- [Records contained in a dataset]
++++++++
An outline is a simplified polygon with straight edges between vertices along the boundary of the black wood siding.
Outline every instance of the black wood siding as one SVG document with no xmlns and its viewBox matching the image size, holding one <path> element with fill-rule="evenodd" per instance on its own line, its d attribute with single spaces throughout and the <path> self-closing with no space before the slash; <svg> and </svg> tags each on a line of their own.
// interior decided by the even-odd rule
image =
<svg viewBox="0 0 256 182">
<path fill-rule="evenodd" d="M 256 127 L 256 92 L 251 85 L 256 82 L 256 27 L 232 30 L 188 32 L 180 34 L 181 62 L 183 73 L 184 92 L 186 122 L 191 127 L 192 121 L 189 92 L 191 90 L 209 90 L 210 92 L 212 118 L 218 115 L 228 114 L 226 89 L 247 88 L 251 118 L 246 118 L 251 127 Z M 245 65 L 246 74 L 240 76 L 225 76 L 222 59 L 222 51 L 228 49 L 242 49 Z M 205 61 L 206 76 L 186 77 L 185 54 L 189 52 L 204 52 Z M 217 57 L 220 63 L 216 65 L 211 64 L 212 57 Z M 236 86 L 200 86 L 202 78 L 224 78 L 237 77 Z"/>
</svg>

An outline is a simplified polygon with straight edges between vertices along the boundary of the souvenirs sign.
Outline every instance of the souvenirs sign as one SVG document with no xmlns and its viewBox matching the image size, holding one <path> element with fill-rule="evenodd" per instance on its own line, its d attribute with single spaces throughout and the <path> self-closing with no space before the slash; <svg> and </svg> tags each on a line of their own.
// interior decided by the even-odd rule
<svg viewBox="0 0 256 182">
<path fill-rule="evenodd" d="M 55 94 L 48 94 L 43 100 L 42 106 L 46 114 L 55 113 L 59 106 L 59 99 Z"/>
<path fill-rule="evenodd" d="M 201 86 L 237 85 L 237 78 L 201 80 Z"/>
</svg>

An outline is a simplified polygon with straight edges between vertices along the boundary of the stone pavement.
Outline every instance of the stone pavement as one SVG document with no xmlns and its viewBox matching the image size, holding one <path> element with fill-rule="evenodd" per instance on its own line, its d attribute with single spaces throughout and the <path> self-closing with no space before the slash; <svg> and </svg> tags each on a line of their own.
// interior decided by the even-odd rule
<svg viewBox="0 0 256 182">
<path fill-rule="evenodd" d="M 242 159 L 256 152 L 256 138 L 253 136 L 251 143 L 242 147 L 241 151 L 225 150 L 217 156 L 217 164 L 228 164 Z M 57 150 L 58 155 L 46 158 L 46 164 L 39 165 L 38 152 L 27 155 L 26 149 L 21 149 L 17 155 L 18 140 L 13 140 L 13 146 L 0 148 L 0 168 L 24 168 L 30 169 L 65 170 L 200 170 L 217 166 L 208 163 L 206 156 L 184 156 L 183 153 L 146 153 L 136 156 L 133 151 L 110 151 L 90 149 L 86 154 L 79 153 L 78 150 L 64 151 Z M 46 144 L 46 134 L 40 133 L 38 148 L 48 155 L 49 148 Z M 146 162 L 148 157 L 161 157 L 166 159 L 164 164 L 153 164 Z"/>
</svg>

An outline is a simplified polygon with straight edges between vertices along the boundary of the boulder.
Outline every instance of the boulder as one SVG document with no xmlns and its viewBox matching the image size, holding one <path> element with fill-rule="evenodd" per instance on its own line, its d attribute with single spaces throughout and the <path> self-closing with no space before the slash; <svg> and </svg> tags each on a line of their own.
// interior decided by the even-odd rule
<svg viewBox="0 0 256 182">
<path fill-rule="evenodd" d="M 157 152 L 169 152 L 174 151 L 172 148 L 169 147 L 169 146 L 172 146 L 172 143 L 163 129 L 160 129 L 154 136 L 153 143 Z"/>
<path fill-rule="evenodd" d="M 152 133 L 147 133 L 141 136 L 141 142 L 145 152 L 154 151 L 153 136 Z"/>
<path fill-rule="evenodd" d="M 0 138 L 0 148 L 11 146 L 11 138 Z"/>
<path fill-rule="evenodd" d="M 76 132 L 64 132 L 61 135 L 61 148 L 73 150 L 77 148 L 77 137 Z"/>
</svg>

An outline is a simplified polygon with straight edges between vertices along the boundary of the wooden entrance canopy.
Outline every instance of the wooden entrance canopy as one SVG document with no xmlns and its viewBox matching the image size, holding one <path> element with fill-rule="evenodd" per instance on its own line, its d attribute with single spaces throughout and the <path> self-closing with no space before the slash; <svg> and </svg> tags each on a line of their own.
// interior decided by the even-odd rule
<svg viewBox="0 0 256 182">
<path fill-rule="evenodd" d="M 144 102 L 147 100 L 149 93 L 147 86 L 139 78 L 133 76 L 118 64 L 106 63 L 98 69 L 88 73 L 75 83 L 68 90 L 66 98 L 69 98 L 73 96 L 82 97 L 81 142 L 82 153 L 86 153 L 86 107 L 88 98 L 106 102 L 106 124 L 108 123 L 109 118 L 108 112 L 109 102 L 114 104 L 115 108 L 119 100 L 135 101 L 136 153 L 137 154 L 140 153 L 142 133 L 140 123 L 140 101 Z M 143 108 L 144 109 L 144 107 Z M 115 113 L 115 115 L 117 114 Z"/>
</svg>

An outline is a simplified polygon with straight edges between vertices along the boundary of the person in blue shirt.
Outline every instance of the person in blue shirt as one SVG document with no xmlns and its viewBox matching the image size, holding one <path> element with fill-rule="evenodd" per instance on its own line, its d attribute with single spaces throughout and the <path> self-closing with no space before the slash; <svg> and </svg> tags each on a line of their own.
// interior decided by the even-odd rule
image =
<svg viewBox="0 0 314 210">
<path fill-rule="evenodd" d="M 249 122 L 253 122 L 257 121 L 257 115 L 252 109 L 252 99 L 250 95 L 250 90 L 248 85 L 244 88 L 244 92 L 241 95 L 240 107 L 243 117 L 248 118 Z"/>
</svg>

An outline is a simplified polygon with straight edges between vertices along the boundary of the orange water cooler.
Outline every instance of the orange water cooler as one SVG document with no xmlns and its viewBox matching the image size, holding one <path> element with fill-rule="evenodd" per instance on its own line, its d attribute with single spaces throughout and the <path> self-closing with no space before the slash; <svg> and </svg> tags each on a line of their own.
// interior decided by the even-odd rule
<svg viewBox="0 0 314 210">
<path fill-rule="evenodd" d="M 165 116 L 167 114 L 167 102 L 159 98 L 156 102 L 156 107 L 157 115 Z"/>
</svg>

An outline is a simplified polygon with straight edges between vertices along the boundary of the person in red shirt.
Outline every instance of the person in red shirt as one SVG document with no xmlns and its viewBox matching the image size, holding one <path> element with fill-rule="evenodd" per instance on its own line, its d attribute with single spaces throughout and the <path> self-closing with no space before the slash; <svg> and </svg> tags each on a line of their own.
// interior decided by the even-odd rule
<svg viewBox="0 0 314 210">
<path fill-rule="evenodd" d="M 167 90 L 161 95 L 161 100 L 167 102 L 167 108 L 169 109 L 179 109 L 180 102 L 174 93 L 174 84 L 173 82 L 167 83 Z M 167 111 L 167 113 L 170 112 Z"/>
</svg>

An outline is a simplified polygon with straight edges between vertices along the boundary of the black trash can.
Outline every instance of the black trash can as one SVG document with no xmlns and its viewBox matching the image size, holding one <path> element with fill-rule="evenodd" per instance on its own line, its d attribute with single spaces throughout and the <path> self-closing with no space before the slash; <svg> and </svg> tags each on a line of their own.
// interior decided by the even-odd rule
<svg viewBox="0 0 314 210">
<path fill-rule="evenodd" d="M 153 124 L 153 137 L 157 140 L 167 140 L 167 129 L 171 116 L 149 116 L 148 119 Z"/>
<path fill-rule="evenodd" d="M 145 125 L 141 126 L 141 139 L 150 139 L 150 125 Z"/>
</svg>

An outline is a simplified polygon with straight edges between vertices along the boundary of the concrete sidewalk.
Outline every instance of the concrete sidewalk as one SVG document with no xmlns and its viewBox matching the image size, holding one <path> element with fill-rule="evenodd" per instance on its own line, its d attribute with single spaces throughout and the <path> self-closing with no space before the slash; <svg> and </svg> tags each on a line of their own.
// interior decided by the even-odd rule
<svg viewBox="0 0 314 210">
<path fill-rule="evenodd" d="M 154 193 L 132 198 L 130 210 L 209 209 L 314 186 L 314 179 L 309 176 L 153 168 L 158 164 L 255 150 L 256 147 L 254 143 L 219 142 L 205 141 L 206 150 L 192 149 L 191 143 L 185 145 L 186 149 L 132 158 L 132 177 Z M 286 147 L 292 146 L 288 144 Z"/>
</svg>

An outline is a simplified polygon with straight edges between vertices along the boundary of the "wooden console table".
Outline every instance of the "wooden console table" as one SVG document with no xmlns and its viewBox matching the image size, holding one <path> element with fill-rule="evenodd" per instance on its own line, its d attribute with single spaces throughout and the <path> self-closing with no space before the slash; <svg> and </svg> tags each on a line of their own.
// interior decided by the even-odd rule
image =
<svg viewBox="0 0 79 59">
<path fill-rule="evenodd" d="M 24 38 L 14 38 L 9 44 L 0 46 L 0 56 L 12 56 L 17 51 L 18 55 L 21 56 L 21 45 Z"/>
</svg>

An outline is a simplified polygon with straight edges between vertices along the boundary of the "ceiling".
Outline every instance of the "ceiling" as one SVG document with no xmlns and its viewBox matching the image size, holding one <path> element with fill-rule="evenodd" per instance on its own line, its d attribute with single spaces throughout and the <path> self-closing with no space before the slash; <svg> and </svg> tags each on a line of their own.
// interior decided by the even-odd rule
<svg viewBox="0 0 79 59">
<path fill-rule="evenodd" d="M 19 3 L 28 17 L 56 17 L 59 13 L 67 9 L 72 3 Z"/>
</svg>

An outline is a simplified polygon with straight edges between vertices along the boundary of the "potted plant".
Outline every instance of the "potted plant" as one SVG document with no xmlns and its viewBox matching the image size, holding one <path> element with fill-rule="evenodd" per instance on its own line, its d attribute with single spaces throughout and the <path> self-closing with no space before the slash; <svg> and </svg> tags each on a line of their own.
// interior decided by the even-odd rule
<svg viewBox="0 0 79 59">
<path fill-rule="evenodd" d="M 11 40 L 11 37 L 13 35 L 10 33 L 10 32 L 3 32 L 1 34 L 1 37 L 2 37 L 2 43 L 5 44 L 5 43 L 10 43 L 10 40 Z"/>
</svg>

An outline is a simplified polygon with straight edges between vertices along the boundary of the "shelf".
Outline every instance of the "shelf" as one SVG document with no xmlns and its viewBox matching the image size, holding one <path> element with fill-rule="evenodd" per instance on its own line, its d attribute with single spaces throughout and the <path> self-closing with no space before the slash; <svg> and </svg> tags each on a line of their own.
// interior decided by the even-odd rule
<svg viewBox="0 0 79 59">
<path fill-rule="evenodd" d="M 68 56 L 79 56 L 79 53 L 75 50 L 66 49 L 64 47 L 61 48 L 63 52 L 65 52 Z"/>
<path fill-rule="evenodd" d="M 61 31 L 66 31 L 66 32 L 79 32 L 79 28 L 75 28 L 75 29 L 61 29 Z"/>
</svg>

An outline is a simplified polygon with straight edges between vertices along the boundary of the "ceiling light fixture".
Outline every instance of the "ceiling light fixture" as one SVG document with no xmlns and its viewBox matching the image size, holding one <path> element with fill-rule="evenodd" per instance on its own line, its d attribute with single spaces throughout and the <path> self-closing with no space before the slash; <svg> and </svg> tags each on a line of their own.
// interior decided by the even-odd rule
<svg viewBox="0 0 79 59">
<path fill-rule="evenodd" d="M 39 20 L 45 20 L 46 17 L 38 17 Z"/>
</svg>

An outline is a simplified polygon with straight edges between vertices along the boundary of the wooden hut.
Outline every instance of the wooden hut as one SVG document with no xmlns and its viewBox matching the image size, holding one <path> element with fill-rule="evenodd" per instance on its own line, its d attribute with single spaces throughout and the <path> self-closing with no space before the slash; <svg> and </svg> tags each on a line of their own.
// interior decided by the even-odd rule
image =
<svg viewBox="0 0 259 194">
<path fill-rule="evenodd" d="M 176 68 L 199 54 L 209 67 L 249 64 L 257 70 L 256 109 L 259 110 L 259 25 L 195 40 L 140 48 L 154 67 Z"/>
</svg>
++++++++
Repeat exactly the lines starting at the line with "the wooden hut." and ending with the final line of the entries. Include nothing else.

An outline is a simplified polygon with straight edges between vertices along the boundary of the wooden hut.
Outline every instance of the wooden hut as one SVG document with no xmlns and its viewBox matching the image size, holding one <path> element with fill-rule="evenodd" per instance on its own line, its d attribute with single spaces throughout and the <path> self-closing with no space before the slash; <svg> and </svg> tags each on a line of their own.
// interior decided by the even-odd rule
image =
<svg viewBox="0 0 259 194">
<path fill-rule="evenodd" d="M 176 68 L 199 54 L 209 67 L 249 64 L 257 70 L 256 109 L 259 110 L 259 25 L 195 40 L 140 48 L 154 67 Z"/>
</svg>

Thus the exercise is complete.